**Extract**
Ann Coulter and Vivek.
They sat down and talked.
About a lot yesterday, but namely immigration.
And of course you're seeing people now discussing how this was racist.
Don't care.
If you listen to the whole interview, they both make pretty good points.
I'm curious as to who you think made the better points, or with whom you think you line up more.
Comment below.
I think that Ann Coulter did a good job of articulating her points without giving much room for people to simply say that she's a racist.
I think that race does, or ethnicity, I should say, matters to a degree, and I think that some of her points were incorrect, and I think that Vivek made some good points, but maybe didn't articulate them As clearly as you would have liked, which is why he'll be on the show in just a short while here, about 15 minutes to clarify that.
But that brings us to this week's installment of, it's kind of Eye on India, but it's kind of Flying V. Yeah.
Flying V on India!
Flying V!
All right.
Well go through the highlights and sometimes I think this is why we make all of our references here publicly available because I noticed a lot of people talking about this interview and then saying well that's not true or is there anywhere I can find that so we tried to aggregate the points that maybe some people found contentious or uh felt as though they needed more research and we will
make all those references available to you as we do every day click
The link in the description lot of credit.com it started off with coulter telling
Uh vivek that she agreed with him, but could never vote for him
And this is something and coulter does she'll say something that maybe would offend someone obviously not vivek
To then make her point which was quite valid So and thanks for coming on and i'm looking forward to our
conversation today Me too.

(Entries from a dataset)

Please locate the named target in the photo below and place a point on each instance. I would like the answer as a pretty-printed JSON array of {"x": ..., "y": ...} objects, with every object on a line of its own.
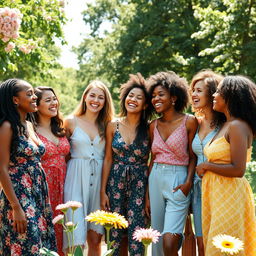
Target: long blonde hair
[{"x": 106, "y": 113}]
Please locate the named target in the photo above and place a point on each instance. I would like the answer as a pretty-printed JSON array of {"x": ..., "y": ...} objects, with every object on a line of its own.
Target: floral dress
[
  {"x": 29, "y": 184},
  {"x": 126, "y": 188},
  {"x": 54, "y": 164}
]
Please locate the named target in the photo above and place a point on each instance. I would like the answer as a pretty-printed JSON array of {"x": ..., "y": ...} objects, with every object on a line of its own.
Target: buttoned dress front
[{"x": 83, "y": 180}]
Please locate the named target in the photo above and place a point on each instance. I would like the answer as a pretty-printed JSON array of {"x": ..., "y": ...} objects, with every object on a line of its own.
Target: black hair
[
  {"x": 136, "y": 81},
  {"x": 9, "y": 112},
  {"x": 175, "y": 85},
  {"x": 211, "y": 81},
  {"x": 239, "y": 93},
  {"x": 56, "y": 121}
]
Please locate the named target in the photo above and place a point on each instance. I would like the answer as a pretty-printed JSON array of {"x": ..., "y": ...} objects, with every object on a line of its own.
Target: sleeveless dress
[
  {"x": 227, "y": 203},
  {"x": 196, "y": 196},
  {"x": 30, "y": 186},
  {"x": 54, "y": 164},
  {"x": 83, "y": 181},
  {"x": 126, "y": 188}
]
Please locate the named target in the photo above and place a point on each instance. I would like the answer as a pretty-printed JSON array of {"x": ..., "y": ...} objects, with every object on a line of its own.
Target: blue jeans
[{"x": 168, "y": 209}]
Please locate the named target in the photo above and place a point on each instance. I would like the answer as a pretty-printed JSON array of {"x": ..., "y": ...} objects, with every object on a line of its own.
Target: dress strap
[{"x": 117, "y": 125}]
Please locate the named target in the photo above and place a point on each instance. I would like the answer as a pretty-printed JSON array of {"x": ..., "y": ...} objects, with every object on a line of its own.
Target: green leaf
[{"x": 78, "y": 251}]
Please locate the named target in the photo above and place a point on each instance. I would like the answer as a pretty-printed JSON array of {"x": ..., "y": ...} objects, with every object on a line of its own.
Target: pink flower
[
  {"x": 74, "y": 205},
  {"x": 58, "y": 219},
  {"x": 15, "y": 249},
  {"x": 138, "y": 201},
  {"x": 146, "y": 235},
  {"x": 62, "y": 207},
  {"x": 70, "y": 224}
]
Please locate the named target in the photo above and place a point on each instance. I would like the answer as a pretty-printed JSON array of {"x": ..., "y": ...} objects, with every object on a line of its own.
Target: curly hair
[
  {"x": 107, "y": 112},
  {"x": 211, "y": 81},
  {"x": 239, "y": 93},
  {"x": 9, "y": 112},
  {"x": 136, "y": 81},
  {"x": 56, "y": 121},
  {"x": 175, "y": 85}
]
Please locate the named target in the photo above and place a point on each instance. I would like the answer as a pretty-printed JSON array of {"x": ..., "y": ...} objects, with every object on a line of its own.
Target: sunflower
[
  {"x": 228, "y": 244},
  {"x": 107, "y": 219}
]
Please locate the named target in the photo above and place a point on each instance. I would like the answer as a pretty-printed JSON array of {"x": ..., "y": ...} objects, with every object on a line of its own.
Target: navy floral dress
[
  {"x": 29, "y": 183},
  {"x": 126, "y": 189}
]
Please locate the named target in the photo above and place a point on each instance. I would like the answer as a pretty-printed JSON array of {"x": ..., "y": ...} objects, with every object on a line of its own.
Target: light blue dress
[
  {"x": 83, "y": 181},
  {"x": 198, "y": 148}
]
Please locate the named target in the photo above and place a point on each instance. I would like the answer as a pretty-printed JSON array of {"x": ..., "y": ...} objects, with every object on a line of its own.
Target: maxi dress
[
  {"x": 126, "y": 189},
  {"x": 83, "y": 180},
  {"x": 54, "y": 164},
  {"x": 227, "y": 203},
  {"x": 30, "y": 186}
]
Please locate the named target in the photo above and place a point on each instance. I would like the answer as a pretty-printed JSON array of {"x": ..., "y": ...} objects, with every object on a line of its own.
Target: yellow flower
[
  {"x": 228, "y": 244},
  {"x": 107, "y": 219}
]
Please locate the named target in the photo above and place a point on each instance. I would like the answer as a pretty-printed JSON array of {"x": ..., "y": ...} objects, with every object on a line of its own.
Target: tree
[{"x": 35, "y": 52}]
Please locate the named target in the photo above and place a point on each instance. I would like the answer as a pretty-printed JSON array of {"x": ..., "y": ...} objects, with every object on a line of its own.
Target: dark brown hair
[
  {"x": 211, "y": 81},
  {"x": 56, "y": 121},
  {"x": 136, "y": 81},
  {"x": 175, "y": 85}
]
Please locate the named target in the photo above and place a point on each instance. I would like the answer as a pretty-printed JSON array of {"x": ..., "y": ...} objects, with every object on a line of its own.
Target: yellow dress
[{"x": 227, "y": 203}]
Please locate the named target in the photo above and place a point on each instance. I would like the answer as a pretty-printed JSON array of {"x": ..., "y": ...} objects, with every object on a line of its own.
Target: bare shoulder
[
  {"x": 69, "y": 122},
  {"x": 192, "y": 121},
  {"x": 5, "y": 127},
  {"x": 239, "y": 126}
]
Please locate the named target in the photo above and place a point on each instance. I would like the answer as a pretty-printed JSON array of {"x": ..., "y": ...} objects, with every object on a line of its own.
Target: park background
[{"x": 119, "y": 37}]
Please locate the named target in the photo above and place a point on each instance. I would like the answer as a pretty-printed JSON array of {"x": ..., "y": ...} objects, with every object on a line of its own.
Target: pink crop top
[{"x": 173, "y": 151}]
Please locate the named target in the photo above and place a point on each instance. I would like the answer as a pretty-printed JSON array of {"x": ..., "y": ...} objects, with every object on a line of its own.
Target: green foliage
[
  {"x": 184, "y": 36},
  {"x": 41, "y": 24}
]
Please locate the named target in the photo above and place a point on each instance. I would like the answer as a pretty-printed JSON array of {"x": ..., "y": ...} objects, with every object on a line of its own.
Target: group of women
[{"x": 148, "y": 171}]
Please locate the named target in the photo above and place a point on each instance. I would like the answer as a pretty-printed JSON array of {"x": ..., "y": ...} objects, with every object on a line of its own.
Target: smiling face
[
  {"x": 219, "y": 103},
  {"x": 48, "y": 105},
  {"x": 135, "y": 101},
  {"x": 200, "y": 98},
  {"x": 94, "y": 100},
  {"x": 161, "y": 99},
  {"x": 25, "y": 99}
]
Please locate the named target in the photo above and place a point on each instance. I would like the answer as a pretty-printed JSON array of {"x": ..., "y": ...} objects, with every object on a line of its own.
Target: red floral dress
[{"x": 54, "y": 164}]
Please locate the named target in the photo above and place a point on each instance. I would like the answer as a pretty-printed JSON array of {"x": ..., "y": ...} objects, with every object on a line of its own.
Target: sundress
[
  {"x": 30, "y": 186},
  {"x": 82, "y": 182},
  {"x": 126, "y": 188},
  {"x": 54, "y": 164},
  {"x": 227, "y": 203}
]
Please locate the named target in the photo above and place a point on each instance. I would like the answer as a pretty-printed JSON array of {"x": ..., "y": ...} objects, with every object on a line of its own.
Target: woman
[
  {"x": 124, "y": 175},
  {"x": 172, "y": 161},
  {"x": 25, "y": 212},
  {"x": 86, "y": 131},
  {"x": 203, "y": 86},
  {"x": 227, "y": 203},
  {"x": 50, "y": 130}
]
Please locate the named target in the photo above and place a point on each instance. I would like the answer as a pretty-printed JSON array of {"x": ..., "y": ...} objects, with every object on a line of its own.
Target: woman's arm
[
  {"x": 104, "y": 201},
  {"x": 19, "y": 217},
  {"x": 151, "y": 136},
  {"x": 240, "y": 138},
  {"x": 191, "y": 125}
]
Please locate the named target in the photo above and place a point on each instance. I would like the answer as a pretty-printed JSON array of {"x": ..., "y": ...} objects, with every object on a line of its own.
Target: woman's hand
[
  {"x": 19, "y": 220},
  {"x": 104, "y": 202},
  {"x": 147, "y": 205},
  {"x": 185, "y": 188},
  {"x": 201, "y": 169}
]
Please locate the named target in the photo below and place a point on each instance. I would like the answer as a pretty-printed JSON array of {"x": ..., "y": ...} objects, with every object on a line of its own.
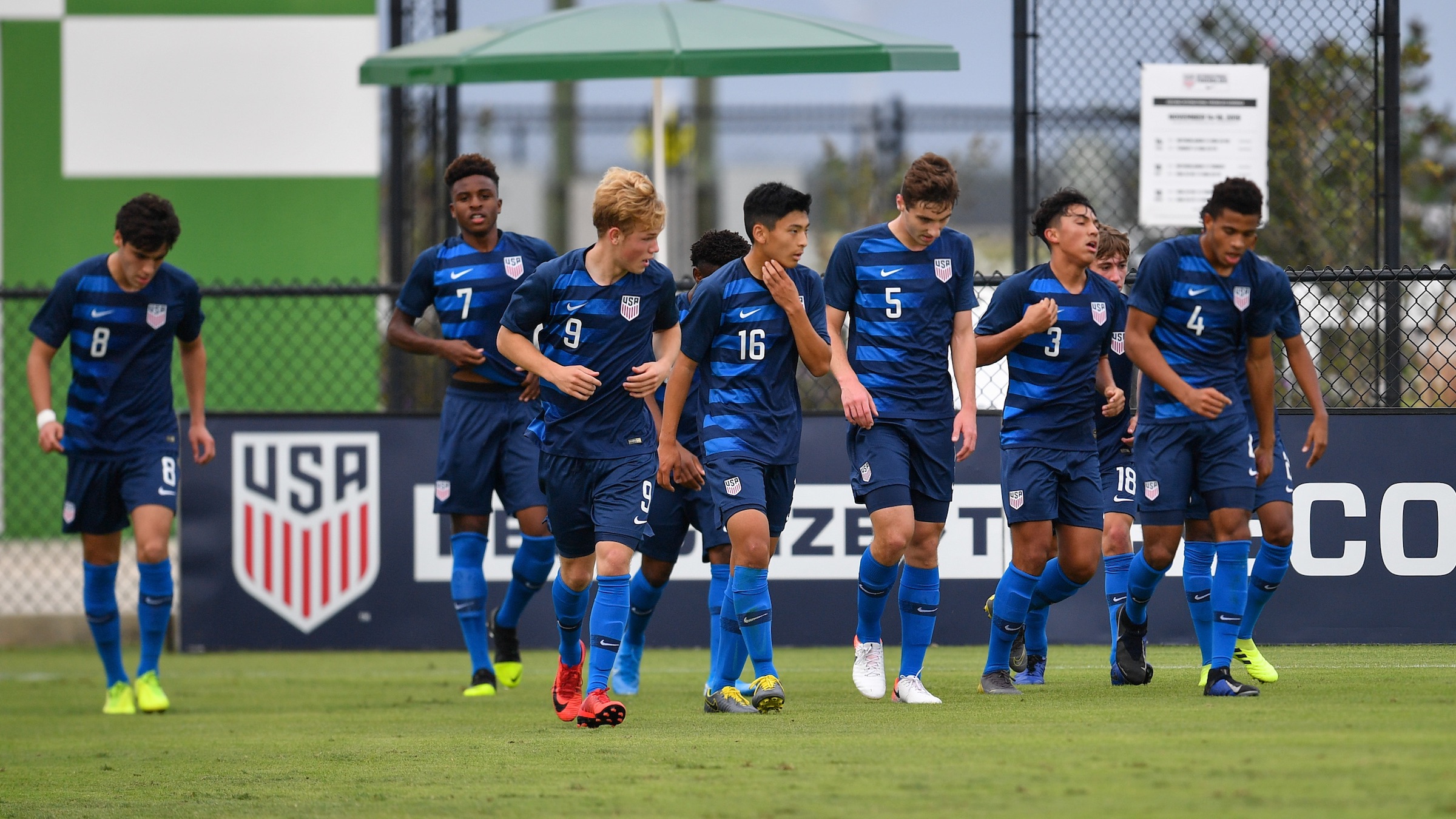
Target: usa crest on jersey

**Exercise objective**
Please answer these questions from the transcript:
(a) What topic did Ann Coulter and Vivek mainly talk about?
(b) In about how many minutes is Vivek said to be appearing on the show?
(c) What did Coulter tell Vivek at the start of the interview?
This data has no connection to the transcript.

**Reply to the exercise**
(a) Immigration.
(b) About 15 minutes.
(c) That she agreed with him but could never vote for him.